_GIVEN INSTRUCTION 1:_ Filter the records below and copy every line that contains the string "tail", matching case exactly.

Experts urge Egypt to rethink two-child population strategy - jelliclesfarm
https://www.theguardian.com/global-development/2019/jan/03/experts-urge-egypt-to-rethink-two-is-enough-population-strategy
======
jelliclesfarm
On a slightly related and personal note, here are some thoughts: I believe
very strongly that population reduction is super essential to the survival of
our planet.

But here’s the rub: I can’t bring myself to tell any Fertile Myrtles in my
family or even closest circle of friends or even anonymously/facelessly online
to say..OctoMom...to stop please having children or go have a pregnancy
termination.

I have thought it many times and spoken about it behind their backs, but can’t
tell it directly to an actual person. I can write pages and pages about it.
Make general statements but I freeze when I am talking to a pregnant woman. I
am beginning to wonder if we are evolutionarily hard wired as a species to
just be nicer to pregnant women and not upset them. Otherwise, I don’t get it.

Now...I believe that overpopulation will be the single reason why our planet
will be snuffed out. Even as I am trying to understand the shortcomings in my
communication to convey my strongest convictions, I can’t imagine how someone
who believe that ‘children are a blessing’ ...someone who doesn’t grasp the
urgency of curtailing population can ever convince anyone to have smaller
families. Are we doomed to procreate our way to our ultimate long winded
demise? If more creation is to be our seed of destruction, is this an example
of Irony?

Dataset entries
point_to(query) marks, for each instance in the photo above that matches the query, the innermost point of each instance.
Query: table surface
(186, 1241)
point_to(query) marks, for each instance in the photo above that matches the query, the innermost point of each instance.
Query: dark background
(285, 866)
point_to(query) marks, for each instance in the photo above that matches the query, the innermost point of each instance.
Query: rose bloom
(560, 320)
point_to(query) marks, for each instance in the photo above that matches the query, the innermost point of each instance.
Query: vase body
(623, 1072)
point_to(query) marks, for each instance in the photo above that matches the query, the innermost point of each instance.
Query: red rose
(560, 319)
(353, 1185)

...

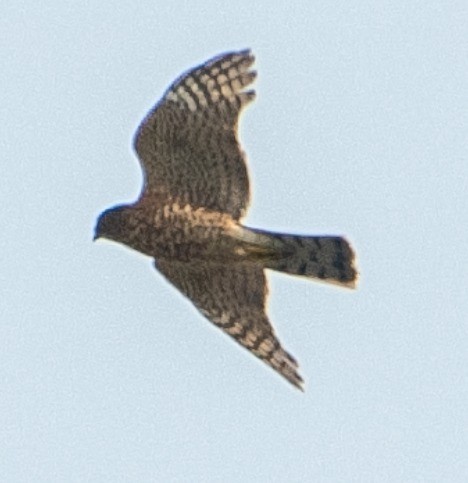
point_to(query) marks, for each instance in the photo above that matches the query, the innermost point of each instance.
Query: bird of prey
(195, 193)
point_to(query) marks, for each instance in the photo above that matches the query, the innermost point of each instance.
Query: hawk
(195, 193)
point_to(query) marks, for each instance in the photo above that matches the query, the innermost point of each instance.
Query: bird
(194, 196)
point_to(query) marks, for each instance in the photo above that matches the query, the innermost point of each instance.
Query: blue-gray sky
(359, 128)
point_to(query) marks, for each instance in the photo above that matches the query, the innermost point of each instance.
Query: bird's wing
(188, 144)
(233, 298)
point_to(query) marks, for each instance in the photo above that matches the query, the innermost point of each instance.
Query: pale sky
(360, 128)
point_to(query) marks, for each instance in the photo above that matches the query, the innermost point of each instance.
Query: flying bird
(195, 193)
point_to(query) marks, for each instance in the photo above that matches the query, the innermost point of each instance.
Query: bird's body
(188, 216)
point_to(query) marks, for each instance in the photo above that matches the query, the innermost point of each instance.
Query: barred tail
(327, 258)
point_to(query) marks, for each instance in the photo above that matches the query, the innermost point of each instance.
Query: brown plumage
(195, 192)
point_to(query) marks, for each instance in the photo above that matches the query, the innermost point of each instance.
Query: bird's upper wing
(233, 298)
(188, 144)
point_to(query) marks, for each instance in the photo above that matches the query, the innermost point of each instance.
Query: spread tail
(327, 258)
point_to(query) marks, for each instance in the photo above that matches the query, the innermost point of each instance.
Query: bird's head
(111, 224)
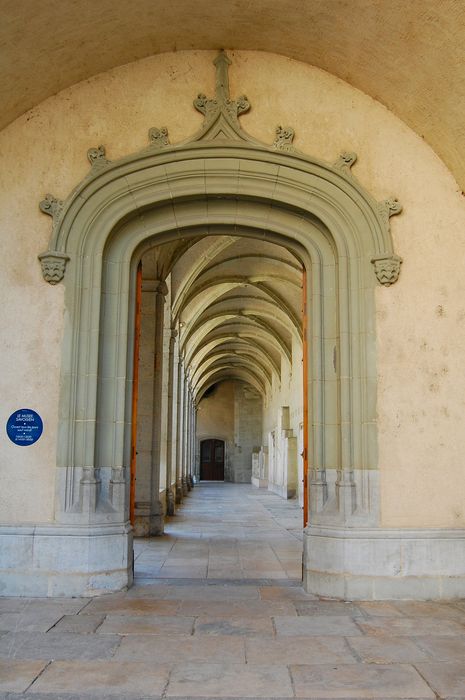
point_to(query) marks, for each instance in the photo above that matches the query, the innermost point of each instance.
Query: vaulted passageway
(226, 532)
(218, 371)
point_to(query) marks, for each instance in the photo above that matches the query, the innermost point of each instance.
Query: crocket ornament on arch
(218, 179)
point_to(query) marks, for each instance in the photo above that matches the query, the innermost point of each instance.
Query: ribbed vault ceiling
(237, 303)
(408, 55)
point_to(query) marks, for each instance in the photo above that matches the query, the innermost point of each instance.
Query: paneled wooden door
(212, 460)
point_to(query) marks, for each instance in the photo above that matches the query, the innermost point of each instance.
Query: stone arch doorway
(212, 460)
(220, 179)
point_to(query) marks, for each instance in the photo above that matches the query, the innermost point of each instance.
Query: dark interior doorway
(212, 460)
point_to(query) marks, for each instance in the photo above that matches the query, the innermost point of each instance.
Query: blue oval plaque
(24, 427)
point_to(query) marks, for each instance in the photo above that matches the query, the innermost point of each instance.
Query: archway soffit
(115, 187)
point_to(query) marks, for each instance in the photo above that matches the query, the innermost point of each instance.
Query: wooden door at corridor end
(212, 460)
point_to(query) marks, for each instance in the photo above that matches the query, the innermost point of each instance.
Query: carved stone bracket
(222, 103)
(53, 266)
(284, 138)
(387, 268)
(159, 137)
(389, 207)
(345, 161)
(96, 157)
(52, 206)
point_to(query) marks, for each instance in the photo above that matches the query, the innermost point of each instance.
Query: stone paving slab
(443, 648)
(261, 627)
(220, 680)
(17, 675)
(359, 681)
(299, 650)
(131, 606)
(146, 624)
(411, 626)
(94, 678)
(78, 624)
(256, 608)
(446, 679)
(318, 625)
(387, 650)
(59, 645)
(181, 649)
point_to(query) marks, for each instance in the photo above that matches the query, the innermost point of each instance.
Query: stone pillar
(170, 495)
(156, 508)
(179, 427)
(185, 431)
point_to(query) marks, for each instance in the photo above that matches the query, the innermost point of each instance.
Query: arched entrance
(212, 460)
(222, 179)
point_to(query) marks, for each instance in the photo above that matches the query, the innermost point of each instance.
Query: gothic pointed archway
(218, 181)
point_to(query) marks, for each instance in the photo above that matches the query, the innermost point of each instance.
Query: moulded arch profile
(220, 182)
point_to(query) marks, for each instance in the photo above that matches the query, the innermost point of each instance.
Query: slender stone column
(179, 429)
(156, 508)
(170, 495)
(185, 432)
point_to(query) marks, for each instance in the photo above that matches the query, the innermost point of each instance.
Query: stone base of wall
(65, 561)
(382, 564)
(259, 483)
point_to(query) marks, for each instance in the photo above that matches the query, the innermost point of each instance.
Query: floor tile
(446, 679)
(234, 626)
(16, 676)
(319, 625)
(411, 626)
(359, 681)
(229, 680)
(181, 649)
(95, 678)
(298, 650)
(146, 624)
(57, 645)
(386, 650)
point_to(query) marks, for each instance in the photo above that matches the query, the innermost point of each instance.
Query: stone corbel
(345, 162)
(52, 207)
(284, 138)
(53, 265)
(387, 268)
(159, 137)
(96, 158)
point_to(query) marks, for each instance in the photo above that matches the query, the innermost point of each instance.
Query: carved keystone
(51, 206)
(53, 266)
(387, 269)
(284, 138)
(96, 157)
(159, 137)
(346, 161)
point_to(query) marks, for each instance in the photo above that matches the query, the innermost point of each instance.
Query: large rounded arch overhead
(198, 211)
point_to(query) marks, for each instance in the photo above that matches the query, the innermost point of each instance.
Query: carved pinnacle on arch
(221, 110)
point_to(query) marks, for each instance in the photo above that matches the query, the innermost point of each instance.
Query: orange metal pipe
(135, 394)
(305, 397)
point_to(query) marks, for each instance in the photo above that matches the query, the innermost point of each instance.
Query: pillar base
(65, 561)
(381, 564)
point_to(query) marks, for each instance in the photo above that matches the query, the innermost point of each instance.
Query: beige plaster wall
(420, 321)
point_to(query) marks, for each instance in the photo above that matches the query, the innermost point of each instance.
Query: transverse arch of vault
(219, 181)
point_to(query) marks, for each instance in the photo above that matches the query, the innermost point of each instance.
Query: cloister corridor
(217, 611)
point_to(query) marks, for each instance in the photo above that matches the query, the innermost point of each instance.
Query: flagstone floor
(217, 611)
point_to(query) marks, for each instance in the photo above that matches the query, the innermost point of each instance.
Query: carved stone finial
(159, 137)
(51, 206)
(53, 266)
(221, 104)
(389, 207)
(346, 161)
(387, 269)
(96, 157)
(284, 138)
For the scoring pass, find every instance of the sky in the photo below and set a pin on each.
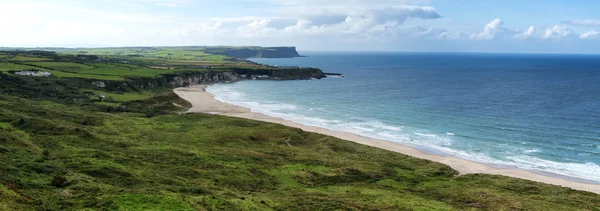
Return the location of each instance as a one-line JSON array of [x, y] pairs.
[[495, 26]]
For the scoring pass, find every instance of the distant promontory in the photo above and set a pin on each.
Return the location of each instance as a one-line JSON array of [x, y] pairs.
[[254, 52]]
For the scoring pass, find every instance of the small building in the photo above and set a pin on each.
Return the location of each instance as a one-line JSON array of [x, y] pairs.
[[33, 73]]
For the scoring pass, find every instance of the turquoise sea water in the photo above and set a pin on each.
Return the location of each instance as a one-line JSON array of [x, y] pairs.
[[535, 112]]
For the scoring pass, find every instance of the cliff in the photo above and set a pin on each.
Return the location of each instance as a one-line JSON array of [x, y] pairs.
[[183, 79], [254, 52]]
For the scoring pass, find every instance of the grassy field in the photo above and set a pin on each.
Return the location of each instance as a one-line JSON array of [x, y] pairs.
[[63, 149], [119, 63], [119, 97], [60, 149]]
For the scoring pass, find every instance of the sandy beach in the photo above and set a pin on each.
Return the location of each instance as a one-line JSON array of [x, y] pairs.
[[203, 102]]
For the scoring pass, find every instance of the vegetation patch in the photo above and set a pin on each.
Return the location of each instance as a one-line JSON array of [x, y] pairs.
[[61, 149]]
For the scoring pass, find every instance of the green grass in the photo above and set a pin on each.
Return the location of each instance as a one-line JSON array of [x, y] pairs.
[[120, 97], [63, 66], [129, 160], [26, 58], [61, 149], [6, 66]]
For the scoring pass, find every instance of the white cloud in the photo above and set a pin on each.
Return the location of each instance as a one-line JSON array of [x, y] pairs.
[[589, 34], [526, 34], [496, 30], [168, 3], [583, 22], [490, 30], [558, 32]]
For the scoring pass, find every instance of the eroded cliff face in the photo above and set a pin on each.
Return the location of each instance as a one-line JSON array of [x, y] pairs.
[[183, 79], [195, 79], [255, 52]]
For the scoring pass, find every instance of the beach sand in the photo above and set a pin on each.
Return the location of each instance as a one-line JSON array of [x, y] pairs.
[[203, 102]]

_GIVEN INSTRUCTION 2:_ Repeat verbatim the passage of the forum post on population reduction, starting at "I have thought" and ending at "don’t get it.".

_TASK RESULT 1:_
Query: barred tail
Query: spread tail

_TASK RESULT 2:_
I have thought it many times and spoken about it behind their backs, but can’t
tell it directly to an actual person. I can write pages and pages about it.
Make general statements but I freeze when I am talking to a pregnant woman. I
am beginning to wonder if we are evolutionarily hard wired as a species to
just be nicer to pregnant women and not upset them. Otherwise, I don’t get it.